CONSIGNE 1 » Pouvez-vous mettre à jour les entrées d'annotation, depuis leur début jusqu'à la ligne contenant « top-left (0, 643), bottom-right (1137, 896) » incluse, en remplaçant « bounding box » par « enclosing rectangle » sans rien modifier d'autre ? Omettez les images dans votre réponse.

Dans ce cadre, cet article vise à appréhender comment les réseaux sociaux contribuent à l’insertion sociale et professionnelle des jeunes en difficulté à partir des transitions à la vie adulte. Cette compréhension dépassent le strict niveau individuel de la résilience, pour appréhender les conditions sociales de cette dernière. Si, la structure et la composition des réseaux sont importantes dans la compréhension du rôle des relations sociales dans les transitions à la vie adulte, parce qu’elles délimitent les possibles supports, soit le capital social réticulaire, nous proposons que pour avoir une retombée favorisant les transitions à la vie adulte, le jeune doit concevoir ses relations sociales comme supportantes, c’est-à-dire être dans un rapport aux autres qui rende le soutien actif dans le processus d’insertion.  En définitive, on tente donc de replacer l’individu au cœur de ses relations en appréhendant le sens que ces dernières ont pour lui dans une continuité d’une sociologie relationnelle et du support (Martuccelli, 2002). La question relationnelle devient ainsi la manière contemporaine et moderne de devenir un individu, les supports étant une condition nécessaire pour qu’un individu s’insère socialement (Martuccelli, 2002, De Singly, 2000).

En cela, notre problématisation théorique répond au cadre moderne de la construction de l’individu, qui envisage cette construction comme un processus « par lequel l’individu, par la gestion relationnelle de soi, (re)construit sans cesse son identité personnelle, en vue participer à la vie sociale (Bajoit et al., 2000 : 19).

Pour Martuccelli (2002 : 43), « être individu c’est être défini par le double sceau incompressible de la souveraineté sur soi et de la séparation d’avec les autres ». Ainsi, le détachement dont l’individu moderne lui-même est issu, le contraint à trouver dans les objets, dans les soutiens externes, dans les relations sociales, cette « solidité qu’il ne sent plus en lui-même. En même temps, la modernité lui ouvre un espace de liberté, dans la mesure où les dépendances se manifestent sous des formes plus médiates et moins personnelles » (Martuccelli, 2002 : 43-45).  Pour être un individu social moderne, il faut produire de l’autonomie, de l’indépendance et de l’interdépendance dans une logique d’individuation. « La question sociologique initiale de l’individu dans la condition moderne renvoie [donc] avant tout à la manière dont l’individu se tient, est tenu, et le cas échéant aux manières dont il parvient à se tenir lui-même face aux situations dans lesquelles il est placé » (Martuccelli, 2002 : 50).

Entrées d'annotation par coordonnées »

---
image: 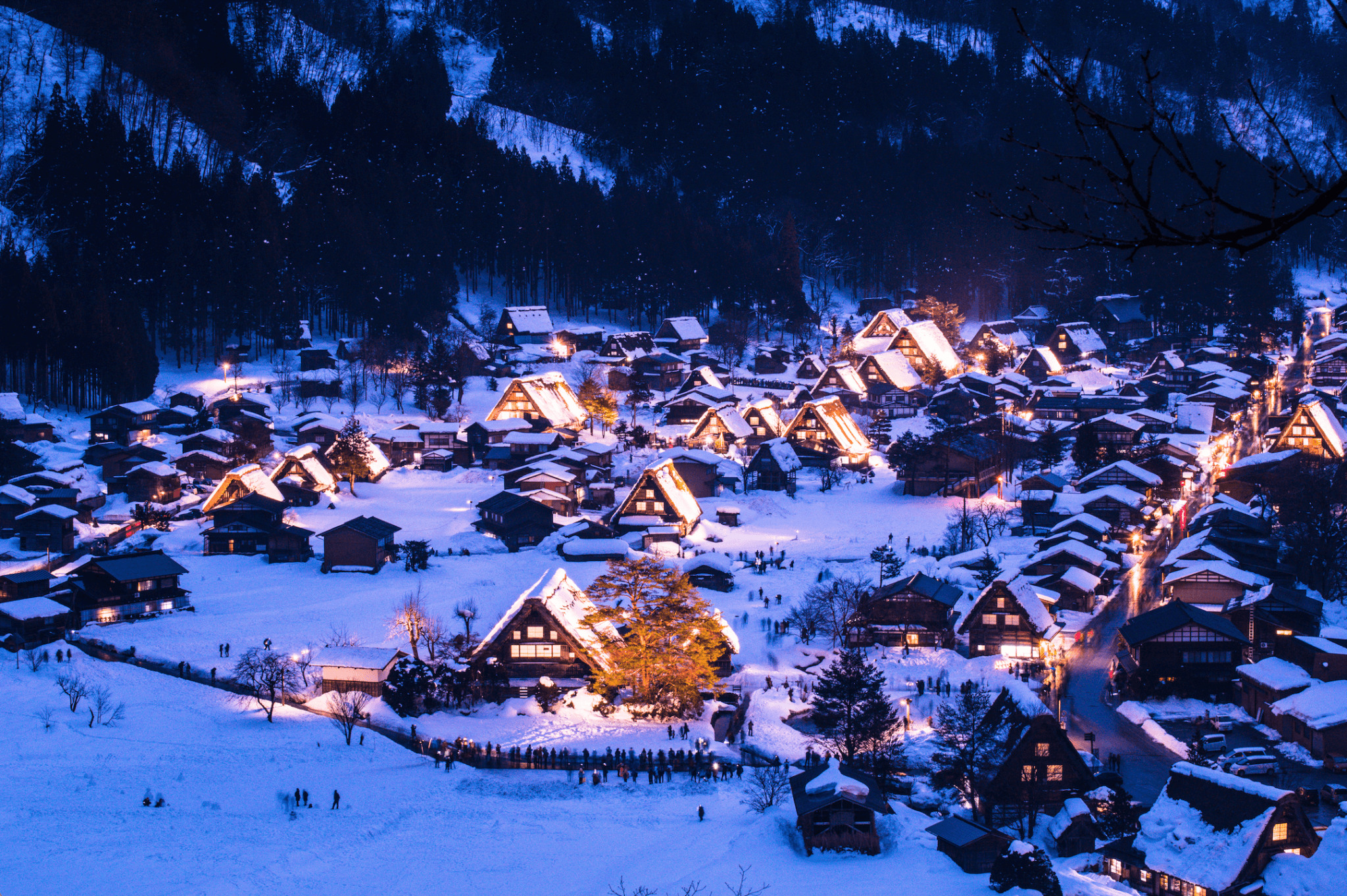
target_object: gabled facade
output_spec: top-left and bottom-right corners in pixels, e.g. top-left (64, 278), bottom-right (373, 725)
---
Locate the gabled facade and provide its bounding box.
top-left (1048, 320), bottom-right (1109, 365)
top-left (1270, 398), bottom-right (1347, 460)
top-left (612, 459), bottom-right (702, 536)
top-left (496, 306), bottom-right (552, 346)
top-left (486, 371), bottom-right (589, 429)
top-left (889, 320), bottom-right (960, 377)
top-left (785, 397), bottom-right (870, 467)
top-left (469, 569), bottom-right (622, 686)
top-left (1099, 761), bottom-right (1319, 896)
top-left (959, 577), bottom-right (1054, 659)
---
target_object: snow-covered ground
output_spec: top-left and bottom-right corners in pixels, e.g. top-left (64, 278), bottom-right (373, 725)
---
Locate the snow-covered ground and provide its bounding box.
top-left (0, 643), bottom-right (1137, 896)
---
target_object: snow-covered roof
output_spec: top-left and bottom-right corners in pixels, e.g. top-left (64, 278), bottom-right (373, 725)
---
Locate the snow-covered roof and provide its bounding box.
top-left (473, 565), bottom-right (622, 670)
top-left (1048, 797), bottom-right (1094, 838)
top-left (1300, 398), bottom-right (1347, 458)
top-left (1271, 681), bottom-right (1347, 730)
top-left (857, 308), bottom-right (912, 339)
top-left (127, 460), bottom-right (178, 476)
top-left (1163, 559), bottom-right (1267, 588)
top-left (785, 396), bottom-right (870, 455)
top-left (804, 759), bottom-right (870, 799)
top-left (271, 442), bottom-right (339, 491)
top-left (814, 360), bottom-right (865, 394)
top-left (861, 348), bottom-right (921, 389)
top-left (660, 318), bottom-right (707, 342)
top-left (894, 320), bottom-right (959, 373)
top-left (1048, 513), bottom-right (1110, 534)
top-left (1062, 320), bottom-right (1107, 352)
top-left (643, 455), bottom-right (700, 525)
top-left (201, 464), bottom-right (285, 513)
top-left (505, 306), bottom-right (552, 335)
top-left (1079, 460), bottom-right (1163, 486)
top-left (1133, 759), bottom-right (1293, 892)
top-left (0, 483), bottom-right (37, 507)
top-left (486, 370), bottom-right (589, 427)
top-left (1023, 541), bottom-right (1109, 567)
top-left (1235, 657), bottom-right (1313, 690)
top-left (1058, 567), bottom-right (1103, 594)
top-left (0, 598), bottom-right (70, 620)
top-left (314, 647), bottom-right (401, 669)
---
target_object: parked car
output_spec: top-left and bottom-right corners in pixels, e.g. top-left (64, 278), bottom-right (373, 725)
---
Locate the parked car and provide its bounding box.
top-left (1200, 734), bottom-right (1226, 756)
top-left (1216, 747), bottom-right (1267, 771)
top-left (1230, 753), bottom-right (1281, 778)
top-left (1319, 784), bottom-right (1347, 806)
top-left (1319, 784), bottom-right (1347, 806)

CONSIGNE 2 » Pourriez-vous prolonger le texte sur l'individu moderne et ses supports relationnels à partir de sa dernière phrase ?

RÉPONSE 1 »
---
image: 
target_object: gabled facade
output_spec: top-left and bottom-right corners in pixels, e.g. top-left (64, 278), bottom-right (373, 725)
---
Locate the gabled facade and provide its enclosing rectangle.
top-left (1048, 320), bottom-right (1109, 365)
top-left (1270, 398), bottom-right (1347, 460)
top-left (612, 459), bottom-right (702, 536)
top-left (496, 306), bottom-right (552, 346)
top-left (486, 371), bottom-right (589, 429)
top-left (889, 320), bottom-right (960, 377)
top-left (785, 397), bottom-right (870, 467)
top-left (469, 569), bottom-right (622, 686)
top-left (1099, 761), bottom-right (1319, 896)
top-left (959, 577), bottom-right (1054, 659)
---
target_object: snow-covered ground
output_spec: top-left and bottom-right corners in pixels, e.g. top-left (64, 278), bottom-right (373, 725)
---
Locate the snow-covered ground and provide its enclosing rectangle.
top-left (0, 643), bottom-right (1137, 896)

RÉPONSE 2 »
Nous faisons donc une distinction entre réseau social, soutien et support que nous suivra tout au long de notre analyse. Nous analyserons les ressources potentielles ou dormantes disponibles dans le réseau des jeunes. Le réseau est constitué des personnes dont le jeune nous dit être entouré à partir des réponses aux générateurs de noms qui lui sont posés.  Il s’agit d’une lecture en terme de capital social réticulaire, s’inscrivant dans la continuité des analyses structurales de réseaux sociaux.

Mais une ressource d’un réseau devient soutien lorsque qu’elle est activée, lorsqu’elle perd son statut de ressource dormante. C’est pourquoi, il faut également envisager l’analyse relationnelle. Un membre du réseau devient soutien dès lors qu’il y a activation ou mobilisation de ses ressources à l’endroit du jeune.  Il s’agit d’un niveau d’analyse très différent : si un individu n’a personne dans son réseau, il est en effet difficile de croire qu’elle pourra mobiliser des ressources. Par contre, il ne suffit pas d’avoir un réseau garni pour qu’il y ait mobilisation de la ressource et qu’un soutien soit fourni. Et un soutien exprimé n’a pas les mêmes retombées selon la nature du rapport entre le jeune et les acteurs soutenants. Ainsi, nous voulons comprendre quelles sont les conditions qui permettent aux soutiens de devenir des supports dans les différents rapports du jeune à son réseau dans les transitions à la vie adulte.

Avant de présenter les résultats, il s’agit de décrire la démarche méthodologique.

La démarche méthodologique

La stratégie méthodologique, ancrée dans un cadre compréhensif, est double dans la mesure où elle allie à une analyse de la composition des réseaux et une analyse des significations des relations sociales pour le jeune. Dans ce contexte, il s’agit autant de recueillir des données objectivées constituées par la description des relations sociales du jeune que des données subjectives portant sur les expériences et le sens attribué par le jeune.

L’ensemble des données sur les jeunes ont été colligées lors d’une rencontre au cours de laquelle calendrier biographique, entrevue récit de vie et questionnaire réseau sont successivement abordés. 

Le calendrier biographique est un outil qui permet de colliger des informations sur la trajectoire familiale, la trajectoire résidentielle (lieux de résidence, type de résidence, membres du ménage, raison du changement de lieux de résidence), l’histoire de placement, la trajectoire scolaire (nature de la formation, durée de la formation, etc) et la trajectoire professionnelle (moyens par lequel l’emploi a été trouvé, occupation, taux horaire, heures travaillées/semaine, durée et raison du départ) depuis la naissance du jeune (Charbonneau, 2003, Goyette et al., 2006a, Goyette, 2006).

Les entrevues de type récit de vie permettent de prendre un temps de recul avec le jeune, pour qu’il se raconte.  La procédure d’enquête lors de ces entrevues vise à documenter l’évolution de la situation du jeune au travers de plusieurs sphères de vie (insertion à l’école, travail et revenu, situation financière, insertion résidentielle, temps libre, insertion dans l’espace local, relations avec les parents, vie amoureuse, habiletés et relations sociales), les relations sociales qu’il entretient ainsi que le sens qu’il attribue à ses relations sociales dans le cadre des transitions qu’il vit ou a vécu.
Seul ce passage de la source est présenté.